(A block of data)
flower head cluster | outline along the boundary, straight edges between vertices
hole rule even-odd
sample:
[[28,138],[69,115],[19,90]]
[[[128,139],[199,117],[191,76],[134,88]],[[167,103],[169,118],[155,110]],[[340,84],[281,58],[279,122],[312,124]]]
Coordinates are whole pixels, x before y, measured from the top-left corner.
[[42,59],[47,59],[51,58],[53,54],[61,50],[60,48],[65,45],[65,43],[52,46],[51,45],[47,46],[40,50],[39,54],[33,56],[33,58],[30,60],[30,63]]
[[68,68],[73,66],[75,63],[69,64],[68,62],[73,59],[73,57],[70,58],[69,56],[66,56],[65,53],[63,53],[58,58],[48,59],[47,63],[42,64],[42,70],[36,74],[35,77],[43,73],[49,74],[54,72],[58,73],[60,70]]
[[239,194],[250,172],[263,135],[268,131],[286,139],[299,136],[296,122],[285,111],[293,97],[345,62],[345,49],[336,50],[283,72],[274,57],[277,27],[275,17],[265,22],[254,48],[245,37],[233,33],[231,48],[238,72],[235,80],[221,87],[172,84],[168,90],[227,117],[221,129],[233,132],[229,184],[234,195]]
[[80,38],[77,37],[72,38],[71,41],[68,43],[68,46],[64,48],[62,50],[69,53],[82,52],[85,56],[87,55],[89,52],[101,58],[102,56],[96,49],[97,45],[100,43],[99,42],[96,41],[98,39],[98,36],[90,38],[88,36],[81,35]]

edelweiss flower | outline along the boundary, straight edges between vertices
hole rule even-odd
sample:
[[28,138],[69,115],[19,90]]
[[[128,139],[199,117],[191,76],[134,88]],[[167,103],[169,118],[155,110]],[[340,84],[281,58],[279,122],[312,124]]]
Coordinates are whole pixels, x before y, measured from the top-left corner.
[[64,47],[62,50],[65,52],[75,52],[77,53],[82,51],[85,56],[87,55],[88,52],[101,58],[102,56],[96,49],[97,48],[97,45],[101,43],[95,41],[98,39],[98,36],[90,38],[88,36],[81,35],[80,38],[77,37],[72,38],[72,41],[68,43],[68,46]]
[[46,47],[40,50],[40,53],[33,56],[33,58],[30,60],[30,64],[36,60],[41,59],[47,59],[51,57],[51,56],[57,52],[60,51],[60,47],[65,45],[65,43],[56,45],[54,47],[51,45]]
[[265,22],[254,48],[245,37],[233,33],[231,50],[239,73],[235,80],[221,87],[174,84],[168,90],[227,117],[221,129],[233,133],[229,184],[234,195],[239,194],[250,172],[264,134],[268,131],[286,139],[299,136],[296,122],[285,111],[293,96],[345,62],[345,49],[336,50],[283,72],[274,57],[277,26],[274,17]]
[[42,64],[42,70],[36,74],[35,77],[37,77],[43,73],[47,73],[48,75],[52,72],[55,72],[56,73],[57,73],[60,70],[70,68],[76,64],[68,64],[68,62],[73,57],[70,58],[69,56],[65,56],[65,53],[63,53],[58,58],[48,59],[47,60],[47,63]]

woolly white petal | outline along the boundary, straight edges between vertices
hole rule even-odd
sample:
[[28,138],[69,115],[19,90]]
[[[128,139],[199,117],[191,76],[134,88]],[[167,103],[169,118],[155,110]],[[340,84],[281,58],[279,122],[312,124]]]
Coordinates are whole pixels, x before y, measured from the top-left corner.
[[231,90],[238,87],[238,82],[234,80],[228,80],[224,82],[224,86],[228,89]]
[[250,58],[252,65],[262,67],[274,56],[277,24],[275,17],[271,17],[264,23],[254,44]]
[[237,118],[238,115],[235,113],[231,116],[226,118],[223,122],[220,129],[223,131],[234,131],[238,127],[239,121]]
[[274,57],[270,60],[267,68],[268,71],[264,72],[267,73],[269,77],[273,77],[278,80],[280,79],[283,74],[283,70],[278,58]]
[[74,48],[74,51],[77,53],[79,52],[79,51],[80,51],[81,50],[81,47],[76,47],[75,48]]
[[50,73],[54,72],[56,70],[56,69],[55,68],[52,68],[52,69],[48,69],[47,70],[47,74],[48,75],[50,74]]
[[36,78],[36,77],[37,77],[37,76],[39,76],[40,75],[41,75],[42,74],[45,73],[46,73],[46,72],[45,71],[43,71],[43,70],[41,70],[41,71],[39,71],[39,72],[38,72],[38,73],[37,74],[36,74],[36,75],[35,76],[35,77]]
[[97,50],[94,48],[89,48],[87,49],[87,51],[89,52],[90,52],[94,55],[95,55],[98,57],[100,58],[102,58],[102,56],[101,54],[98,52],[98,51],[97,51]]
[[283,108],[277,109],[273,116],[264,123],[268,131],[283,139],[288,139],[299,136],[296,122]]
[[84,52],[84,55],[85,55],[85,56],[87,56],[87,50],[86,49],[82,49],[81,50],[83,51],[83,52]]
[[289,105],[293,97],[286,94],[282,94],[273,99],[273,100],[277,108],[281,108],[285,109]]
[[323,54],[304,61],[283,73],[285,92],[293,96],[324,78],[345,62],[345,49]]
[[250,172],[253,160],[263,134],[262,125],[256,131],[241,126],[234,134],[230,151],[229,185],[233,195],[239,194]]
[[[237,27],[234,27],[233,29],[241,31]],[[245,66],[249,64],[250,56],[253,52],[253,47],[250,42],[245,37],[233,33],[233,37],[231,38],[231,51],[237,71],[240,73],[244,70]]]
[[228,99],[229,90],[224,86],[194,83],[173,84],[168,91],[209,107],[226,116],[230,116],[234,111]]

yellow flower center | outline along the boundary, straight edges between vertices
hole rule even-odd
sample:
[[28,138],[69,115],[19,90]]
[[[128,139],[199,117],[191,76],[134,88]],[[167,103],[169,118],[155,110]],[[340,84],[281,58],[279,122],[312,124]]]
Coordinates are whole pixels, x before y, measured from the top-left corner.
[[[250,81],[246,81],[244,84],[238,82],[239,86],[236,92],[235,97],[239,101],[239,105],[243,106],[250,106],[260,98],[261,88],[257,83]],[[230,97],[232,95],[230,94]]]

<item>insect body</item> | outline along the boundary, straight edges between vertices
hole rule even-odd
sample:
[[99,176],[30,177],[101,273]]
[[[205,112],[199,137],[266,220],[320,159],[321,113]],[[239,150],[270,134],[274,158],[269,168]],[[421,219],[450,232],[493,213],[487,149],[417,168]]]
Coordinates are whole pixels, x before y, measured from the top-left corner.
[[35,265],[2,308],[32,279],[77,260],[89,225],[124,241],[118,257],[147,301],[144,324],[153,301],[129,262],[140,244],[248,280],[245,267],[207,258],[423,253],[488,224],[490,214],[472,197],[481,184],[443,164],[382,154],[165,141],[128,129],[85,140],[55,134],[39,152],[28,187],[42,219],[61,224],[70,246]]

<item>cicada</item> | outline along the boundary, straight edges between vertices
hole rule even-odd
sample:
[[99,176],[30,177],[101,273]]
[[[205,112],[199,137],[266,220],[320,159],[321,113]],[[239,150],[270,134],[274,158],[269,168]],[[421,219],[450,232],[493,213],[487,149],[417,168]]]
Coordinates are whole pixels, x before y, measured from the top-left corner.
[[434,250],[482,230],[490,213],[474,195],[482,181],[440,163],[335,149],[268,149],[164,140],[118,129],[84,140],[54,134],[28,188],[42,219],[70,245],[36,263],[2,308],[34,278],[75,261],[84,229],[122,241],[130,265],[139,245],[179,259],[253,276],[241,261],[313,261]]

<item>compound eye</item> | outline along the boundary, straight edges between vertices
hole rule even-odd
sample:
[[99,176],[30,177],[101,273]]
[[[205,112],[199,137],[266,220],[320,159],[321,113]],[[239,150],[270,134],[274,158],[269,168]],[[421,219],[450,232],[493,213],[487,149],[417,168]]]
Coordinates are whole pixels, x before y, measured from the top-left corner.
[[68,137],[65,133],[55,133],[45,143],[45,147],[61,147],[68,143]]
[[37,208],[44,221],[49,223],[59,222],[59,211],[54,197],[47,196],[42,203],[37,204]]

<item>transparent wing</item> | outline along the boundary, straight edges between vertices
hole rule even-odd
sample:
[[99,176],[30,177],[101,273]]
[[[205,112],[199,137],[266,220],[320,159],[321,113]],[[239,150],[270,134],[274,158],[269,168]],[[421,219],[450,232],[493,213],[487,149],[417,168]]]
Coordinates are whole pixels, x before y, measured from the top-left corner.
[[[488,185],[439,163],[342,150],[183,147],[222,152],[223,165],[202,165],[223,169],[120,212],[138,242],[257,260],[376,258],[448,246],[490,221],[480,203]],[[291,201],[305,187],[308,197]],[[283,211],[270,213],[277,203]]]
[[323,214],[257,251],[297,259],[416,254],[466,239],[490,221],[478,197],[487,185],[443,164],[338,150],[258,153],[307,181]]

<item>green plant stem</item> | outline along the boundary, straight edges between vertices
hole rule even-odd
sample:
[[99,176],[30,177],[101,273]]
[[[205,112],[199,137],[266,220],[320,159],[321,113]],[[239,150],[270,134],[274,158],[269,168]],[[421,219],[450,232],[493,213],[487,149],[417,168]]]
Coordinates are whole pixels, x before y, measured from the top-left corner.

• [PROBLEM STATEMENT]: Print the lines exactly as they appear, beginning at the line that contains "<item>transparent wing</item> |" and continuing through the end of the items.

• [OUTPUT]:
<item>transparent wing</item> | outline along the boundary, straight edges between vertices
hole rule even-odd
sample:
[[99,176],[30,177],[101,273]]
[[[205,112],[199,137],[266,220],[320,159],[321,113]],[[239,150],[270,134],[274,158],[269,168]],[[421,219],[450,232],[493,213],[487,149],[417,168]]]
Coordinates are whole pixels, x before y, measured from the top-left corner.
[[[488,185],[439,163],[342,150],[183,147],[222,152],[223,165],[202,165],[223,169],[120,212],[138,242],[257,260],[376,258],[448,246],[490,221],[480,203]],[[291,201],[305,187],[308,197]],[[283,211],[270,213],[277,203]]]
[[323,214],[257,251],[297,259],[416,254],[466,239],[490,221],[478,197],[487,185],[443,164],[338,150],[258,153],[307,181]]

<item>green plant stem</item> | outline along the boundary, straight edges between vertices
hole rule even-odd
sample:
[[99,176],[30,177],[101,273]]
[[[205,112],[199,137],[266,220],[320,159],[321,113]],[[239,150],[270,134],[274,158],[269,168]],[[421,219],[450,232],[493,213],[487,149],[417,168]]]
Coordinates are whole pixels, x before y, measured from the top-left corner.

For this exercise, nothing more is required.